• _Directions_
From the report on Egypt's IMF loan tranche, extract the passage between "The announcement followed" and "to the statement.", inclusive.

• _Passage for review_
___
CAIRO, April 4 (NNN-XINHUA) — Egypt received a 1.2-billion-U.S.-dollar loan tranche from the International Monetary Fund (IMF) on Thursday, the government said, following the fund’s approval of the fourth review of the country’s economic reform program.
“The tranche due for the IMF fourth review, valued at 1.2 billion dollars, has been disbursed,” the cabinet confirmed in a statement.
The disbursement is part of an expanded 8-billion-dollar Extended Fund Facility agreed in March 2024, which augmented an original 3-billion, 46-month program approved in late 2022.
The announcement followed a meeting earlier on Thursday between Prime Minister Mostafa Madbouly and Mohamed Maait, the IMF Executive Board member representing the Arab group and Egypt’s former finance minister, the statement added.
The meeting followed the IMF Executive Board’s approval of the review and confirmed the reform program was helping restore macroeconomic stability, boost foreign currency reserves, lower inflation and revive growth, according to the statement.
___
• _The data_
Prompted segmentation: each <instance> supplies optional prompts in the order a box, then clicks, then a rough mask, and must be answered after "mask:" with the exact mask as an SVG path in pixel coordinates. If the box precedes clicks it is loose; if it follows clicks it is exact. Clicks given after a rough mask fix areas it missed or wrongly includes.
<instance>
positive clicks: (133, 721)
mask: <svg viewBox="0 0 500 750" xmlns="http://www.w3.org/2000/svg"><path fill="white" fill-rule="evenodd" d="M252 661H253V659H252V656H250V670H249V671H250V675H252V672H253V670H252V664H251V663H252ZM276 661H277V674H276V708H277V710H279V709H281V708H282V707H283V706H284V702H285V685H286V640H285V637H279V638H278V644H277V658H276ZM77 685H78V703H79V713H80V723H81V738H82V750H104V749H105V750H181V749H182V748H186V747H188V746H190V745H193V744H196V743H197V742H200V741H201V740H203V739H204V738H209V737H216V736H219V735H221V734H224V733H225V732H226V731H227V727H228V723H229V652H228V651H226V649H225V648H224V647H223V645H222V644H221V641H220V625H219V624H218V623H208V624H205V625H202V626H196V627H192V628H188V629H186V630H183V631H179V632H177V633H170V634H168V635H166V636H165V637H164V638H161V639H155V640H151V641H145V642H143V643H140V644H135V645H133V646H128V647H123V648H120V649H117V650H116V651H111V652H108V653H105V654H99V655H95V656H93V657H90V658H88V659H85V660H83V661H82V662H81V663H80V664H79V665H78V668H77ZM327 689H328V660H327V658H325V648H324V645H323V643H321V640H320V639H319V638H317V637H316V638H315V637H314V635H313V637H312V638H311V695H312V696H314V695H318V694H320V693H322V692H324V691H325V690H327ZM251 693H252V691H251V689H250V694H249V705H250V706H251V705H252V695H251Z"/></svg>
___
• _Answer to the problem_
The announcement followed a meeting earlier on Thursday between Prime Minister Mostafa Madbouly and Mohamed Maait, the IMF Executive Board member representing the Arab group and Egypt’s former finance minister, the statement added.
The meeting followed the IMF Executive Board’s approval of the review and confirmed the reform program was helping restore macroeconomic stability, boost foreign currency reserves, lower inflation and revive growth, according to the statement.